---------- Available records ----------

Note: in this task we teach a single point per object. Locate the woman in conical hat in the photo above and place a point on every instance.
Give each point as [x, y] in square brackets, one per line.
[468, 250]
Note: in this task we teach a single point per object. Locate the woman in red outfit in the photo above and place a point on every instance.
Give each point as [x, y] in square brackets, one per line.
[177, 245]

----------

**Exercise description**
Reproduce every line of the records above verbatim, in the same order and without any changes.

**Full answer**
Note: in this task we teach a single point per object. Locate the woman in conical hat in the photo above and place a point on every instance.
Give each point as [x, y] in square brackets, one per line.
[468, 250]
Note: in this task we teach a single point per object. Locate the woman in red outfit in the photo above and place a point on every instance.
Give each point as [x, y] in square brackets, one per line.
[177, 245]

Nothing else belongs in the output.